■ YOUR OBJECTIVE
Output each entry exactly; skip nothing.

----------------

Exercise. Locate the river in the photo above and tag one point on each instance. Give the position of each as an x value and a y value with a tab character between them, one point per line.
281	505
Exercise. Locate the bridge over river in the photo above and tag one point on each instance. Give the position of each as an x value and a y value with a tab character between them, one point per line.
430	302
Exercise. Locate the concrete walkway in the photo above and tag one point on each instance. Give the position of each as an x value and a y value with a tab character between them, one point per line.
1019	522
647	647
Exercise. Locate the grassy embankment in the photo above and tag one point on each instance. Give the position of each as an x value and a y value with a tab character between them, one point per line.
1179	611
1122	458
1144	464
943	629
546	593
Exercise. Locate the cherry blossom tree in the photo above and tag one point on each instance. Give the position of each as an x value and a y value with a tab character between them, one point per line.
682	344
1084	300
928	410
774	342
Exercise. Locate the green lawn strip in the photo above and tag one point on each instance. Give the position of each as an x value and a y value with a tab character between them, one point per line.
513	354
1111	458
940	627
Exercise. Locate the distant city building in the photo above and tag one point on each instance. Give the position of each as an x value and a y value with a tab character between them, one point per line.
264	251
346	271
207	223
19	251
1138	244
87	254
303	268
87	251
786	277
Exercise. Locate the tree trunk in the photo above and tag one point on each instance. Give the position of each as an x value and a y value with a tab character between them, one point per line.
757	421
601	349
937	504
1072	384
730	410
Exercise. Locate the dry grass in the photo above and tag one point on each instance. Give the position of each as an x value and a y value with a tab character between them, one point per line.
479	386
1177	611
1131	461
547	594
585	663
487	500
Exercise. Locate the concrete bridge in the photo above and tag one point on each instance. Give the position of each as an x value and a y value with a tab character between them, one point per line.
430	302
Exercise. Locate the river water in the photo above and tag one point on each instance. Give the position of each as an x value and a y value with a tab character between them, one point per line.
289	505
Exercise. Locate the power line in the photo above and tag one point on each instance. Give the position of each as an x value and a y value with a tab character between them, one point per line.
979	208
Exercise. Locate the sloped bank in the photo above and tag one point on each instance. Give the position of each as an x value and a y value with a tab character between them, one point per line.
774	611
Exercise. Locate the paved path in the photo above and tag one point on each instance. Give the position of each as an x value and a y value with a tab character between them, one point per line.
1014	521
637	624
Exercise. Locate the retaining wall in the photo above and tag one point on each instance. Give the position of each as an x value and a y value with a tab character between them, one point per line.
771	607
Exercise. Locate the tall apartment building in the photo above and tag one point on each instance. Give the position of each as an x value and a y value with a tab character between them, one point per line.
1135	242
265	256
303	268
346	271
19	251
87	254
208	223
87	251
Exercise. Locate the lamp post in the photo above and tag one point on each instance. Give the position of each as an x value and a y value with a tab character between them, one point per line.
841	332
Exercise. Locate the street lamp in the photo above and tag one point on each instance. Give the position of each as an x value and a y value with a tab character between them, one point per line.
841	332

----------------

■ FULL ANSWER
Exercise. Locate the river in the photo above and tag one point on each instance. Give the position of each as an x value and a y value with a tab character between them, one point per line.
281	505
Exercise. Locate the bridge over river in the photo above and tag one point on each instance. Give the position of each as an x value and a y value with a tab character between them, one point per line.
430	302
Exercise. Locate the concrete walkway in the photo above and tag one point on each instance. Give the position of each as an x value and a y value with a tab character between them, one point per line.
1019	522
647	647
Exercise. Locate the grassy embankment in the photo above and tag one point on each instance. Give the position of each as an x value and a y value with a tab character between them, one point per line.
1179	611
1122	458
1144	464
943	629
546	593
Exercise. Locate the cherry blossom tree in the photo above and tag one point on each instance. Give the position of each as an x value and a y value with a tab character between them, one point per line.
682	344
1084	300
928	410
774	342
Exercise. Locate the green lawn strip in the photo above and tag one point on each instance. Give the position of each as an x value and a y value with a tab character between them, one point per line.
513	354
1111	458
940	627
Exercise. Locate the distant city building in the photo above and tag one point on each instance. Give the position of each as an x value and a y value with a tab character between them, one point per line.
264	251
346	271
207	223
19	251
1138	244
87	254
303	268
87	251
786	277
Exercise. Locate the tree trunk in the photo above and tag one point on each instance. Give the position of each as an x value and a y value with a tab character between them, one point per line.
757	421
601	349
937	504
1072	384
730	410
Exercise. Locate the dry grass in the photo above and tag one point on each instance. Give the position of each as an x value and a y value with a tab character between them, one point per line.
479	386
1177	611
1131	461
547	594
585	663
487	500
Exercise. Locate the concrete bridge in the photo above and tag one point on each instance. Give the position of each as an x value and a y value with a tab character between them, one point per line.
430	302
Exercise. Locate the river water in the photo above and tag one point on each instance. Give the position of each as an x value and a y value with a tab character between them, one point per line.
289	505
Exercise. Locate the power line in the photo above and tag one point on each instance. Give the position of each as an x value and a y value with a tab character between them, one point per line.
979	208
Exercise. Locate the sloped bank in the photo above and tag one point on each instance. Give the position of each as an x value and a y value with a tab character between them, one point per line.
774	611
Exercise. Locate the paved path in the photo above and tag one point on each instance. Give the position of each as an x value and a y value with a tab character between them, one point per line.
1014	521
637	624
Exercise. Locate the retaining wall in the photo above and tag one point on each instance. Give the position of each as an x value and a y value with a tab character between them, one point per line.
771	607
Exercise. Locate the tall apartment building in the photo above and tag one point on each instance. Give the position of each as an x value and a y value with a tab character between them, one point per line.
1135	242
265	256
303	268
346	271
19	251
87	254
208	223
87	251
Exercise. Locate the lamp post in the photo above and tag one point on each instance. Give the position of each as an x value and a y value with a tab character between them, one point per line.
841	332
Exercise. Locate the street lamp in the photo above and tag one point on each instance. Give the position of each as an x value and a y value with a tab character between them, one point per line.
841	332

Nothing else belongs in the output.